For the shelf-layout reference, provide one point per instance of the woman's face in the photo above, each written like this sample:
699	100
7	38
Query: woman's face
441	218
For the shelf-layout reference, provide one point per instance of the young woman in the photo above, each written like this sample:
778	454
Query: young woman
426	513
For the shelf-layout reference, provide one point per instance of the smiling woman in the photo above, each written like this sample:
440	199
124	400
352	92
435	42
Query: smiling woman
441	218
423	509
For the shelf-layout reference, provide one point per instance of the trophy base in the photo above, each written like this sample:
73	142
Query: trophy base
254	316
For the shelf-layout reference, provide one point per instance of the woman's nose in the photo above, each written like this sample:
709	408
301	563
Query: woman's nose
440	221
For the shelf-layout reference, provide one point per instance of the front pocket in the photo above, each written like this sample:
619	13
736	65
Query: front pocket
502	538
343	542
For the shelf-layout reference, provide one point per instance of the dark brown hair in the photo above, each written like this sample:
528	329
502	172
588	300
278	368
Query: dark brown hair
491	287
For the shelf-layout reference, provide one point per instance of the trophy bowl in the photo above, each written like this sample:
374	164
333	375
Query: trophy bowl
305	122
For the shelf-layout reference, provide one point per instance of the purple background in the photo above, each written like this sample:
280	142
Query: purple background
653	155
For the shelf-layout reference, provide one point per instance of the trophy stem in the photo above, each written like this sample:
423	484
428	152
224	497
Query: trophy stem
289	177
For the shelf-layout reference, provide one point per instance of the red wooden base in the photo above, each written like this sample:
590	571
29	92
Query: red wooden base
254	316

◆ ◆ ◆

— WORK REQUIRED —
Rewrite the lines above, changing every "trophy" to "award" and leaving everything else as it is.

— SOLUTION FOR THIS TASK —
For the shelf-layout reference, provide one point per instance of the woman's face in the photo above, each written like this sample:
699	100
7	38
Query: woman's face
441	218
For the shelf-layout reference, provide one point per instance of the young woman in the photo above, each written like this sample:
778	454
Query: young woman
426	513
For the shelf-layout reference, provide one point per instance of the smiling woman in the photo above, each written like this sample:
440	199
124	400
352	92
435	42
Query: smiling woman
441	218
423	509
For the shelf-layout reference, provide one point per instance of the award base in the photo above, each written like this sample:
73	142
Query: award base
254	316
For the shelf-layout reference, provide one point per instance of the woman's nose in the photo above, each written like this sample:
709	408
301	563
Query: woman's nose
440	221
For the shelf-layout reference, provide one point per instance of the front pocket in the photo above, each written like this sample:
619	13
736	65
Query: front pocket
502	538
343	542
For the shelf-layout reference, provide one point per instance of the dark brown hair in the photo above, each written like this sample:
528	329
502	172
588	300
278	368
Query: dark brown hair
491	287
For the shelf-layout reference, provide one point per instance of the award bowl in the photo above, each written like this sample:
374	164
333	375
Query: award bowl
305	122
For the shelf-layout reference, provide one point per instance of the purple background in the photo above, each written like this sample:
280	142
Query: purple background
653	155
For the shelf-layout reference, provide one point per instance of the award stem in the photo above, each written like this sample:
423	484
428	152
224	497
Query: award stem
289	177
For the shelf-layout reference, provide one point per instance of the red wooden base in the photo above, each written like this sample:
590	571
29	92
Query: red wooden base
254	316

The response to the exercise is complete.